Your task:
Revise the material below by changing every "drop one pin per instance" to "place one marker on each instance" and keeping everything else the same.

[START Material for the task]

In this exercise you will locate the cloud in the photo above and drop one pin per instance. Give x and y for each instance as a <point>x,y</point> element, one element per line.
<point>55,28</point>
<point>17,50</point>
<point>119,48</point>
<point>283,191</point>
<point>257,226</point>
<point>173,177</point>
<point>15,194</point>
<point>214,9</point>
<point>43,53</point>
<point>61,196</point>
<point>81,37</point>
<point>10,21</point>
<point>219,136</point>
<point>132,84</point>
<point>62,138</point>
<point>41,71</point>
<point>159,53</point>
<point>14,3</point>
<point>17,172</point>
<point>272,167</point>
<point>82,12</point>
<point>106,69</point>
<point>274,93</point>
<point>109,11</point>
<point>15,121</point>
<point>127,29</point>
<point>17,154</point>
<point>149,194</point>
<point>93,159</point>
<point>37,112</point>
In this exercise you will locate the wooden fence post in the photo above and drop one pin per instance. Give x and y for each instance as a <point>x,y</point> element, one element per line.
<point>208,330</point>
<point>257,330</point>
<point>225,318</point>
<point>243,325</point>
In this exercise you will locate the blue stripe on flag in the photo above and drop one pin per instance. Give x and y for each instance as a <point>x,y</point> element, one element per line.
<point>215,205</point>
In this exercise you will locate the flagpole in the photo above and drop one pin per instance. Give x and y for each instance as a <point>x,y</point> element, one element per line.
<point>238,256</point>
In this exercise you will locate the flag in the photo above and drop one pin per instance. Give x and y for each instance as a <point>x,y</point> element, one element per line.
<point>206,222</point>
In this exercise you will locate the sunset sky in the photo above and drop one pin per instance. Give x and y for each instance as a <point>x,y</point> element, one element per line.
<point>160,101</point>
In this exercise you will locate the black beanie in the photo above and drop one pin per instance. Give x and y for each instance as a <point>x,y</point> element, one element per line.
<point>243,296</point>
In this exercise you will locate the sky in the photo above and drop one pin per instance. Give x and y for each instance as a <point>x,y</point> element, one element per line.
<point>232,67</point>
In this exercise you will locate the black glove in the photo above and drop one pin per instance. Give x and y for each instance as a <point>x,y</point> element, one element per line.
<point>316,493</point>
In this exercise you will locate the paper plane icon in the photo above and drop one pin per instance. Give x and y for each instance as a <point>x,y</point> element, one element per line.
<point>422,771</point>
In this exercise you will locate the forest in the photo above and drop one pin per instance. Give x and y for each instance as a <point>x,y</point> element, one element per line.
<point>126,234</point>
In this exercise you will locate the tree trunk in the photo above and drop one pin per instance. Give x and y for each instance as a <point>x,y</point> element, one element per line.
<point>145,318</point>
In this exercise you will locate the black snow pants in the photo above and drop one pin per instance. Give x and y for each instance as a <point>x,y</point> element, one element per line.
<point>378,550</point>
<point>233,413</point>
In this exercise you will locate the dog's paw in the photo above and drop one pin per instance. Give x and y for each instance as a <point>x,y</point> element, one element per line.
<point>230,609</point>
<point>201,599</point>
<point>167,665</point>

[END Material for the task]

Complete response:
In this exercise you will locate the cloud in the photo above and place one marker on each instance. Give x and y for each instance as a <point>x,y</point> element, one element per line.
<point>55,28</point>
<point>17,50</point>
<point>119,48</point>
<point>283,191</point>
<point>257,226</point>
<point>173,177</point>
<point>15,194</point>
<point>214,9</point>
<point>43,53</point>
<point>61,196</point>
<point>81,37</point>
<point>10,21</point>
<point>219,136</point>
<point>132,84</point>
<point>62,138</point>
<point>41,71</point>
<point>159,53</point>
<point>14,3</point>
<point>17,172</point>
<point>272,167</point>
<point>82,12</point>
<point>106,69</point>
<point>274,93</point>
<point>109,11</point>
<point>15,121</point>
<point>127,29</point>
<point>17,154</point>
<point>149,194</point>
<point>93,159</point>
<point>37,112</point>
In this exercise you will locate the wooden fence post in the photo above and place one marker on each instance. Give x and y for each instance as a <point>x,y</point> element, one element per line.
<point>208,330</point>
<point>257,330</point>
<point>225,318</point>
<point>243,325</point>
In this exercise you will locate the blue stripe on flag in the photo above and place one marker on each instance. Give x and y for each instance as a <point>x,y</point> element, one element per line.
<point>215,205</point>
In this exercise you will locate the flagpole in the photo above and place one marker on each instance. Give x and y for each instance as a <point>x,y</point> element, one element per line.
<point>238,256</point>
In this exercise you will locate the flag in the photo above and place one marker on each instance. Give x and y for each instance as a <point>x,y</point> element, one element per line.
<point>206,222</point>
In this exercise you will locate the sunset sky in the photo above and place one marker on each instance. Give x and y for each instance as a <point>x,y</point> element, one element per line.
<point>160,101</point>
In this exercise you will locate the black beanie in the photo above and place one marker on each instance. Give x and y for each instance as a <point>x,y</point> element, one element per line.
<point>243,296</point>
In this exercise you will locate the sky in the photo above and place one marker on each instance. Give x and y for each instance as a <point>x,y</point> element, one element per line.
<point>232,67</point>
In this exercise you will locate the black glove in the photo above and place one marker on each instance. Give x and y for each instance as a <point>x,y</point> element, one element per line.
<point>316,493</point>
In this exercise you will locate the paper plane icon in the photo above and place one marker on each instance. Give x and y for each instance as a <point>x,y</point> element, one element per line.
<point>422,771</point>
In this exercise you will locate the forest in the photo above and place one marker on each instance. Give x and y for each instance as a <point>x,y</point> element, one element per line.
<point>126,234</point>
In this exercise you will locate the tree trunk in the photo above and place one marker on each instance. Give x and y for each instance as a <point>x,y</point> element, one element per line.
<point>145,318</point>
In this exercise you will locate the black snow pants in the photo above and place one marker on each instance. Give x and y for each instance as a <point>x,y</point> element, one element per line.
<point>378,550</point>
<point>233,413</point>
In this exercise you will locate the dog's paw in the photo above and place one marker on each instance. Give x and y for each instance as a <point>x,y</point> element, one element per line.
<point>230,609</point>
<point>201,599</point>
<point>167,665</point>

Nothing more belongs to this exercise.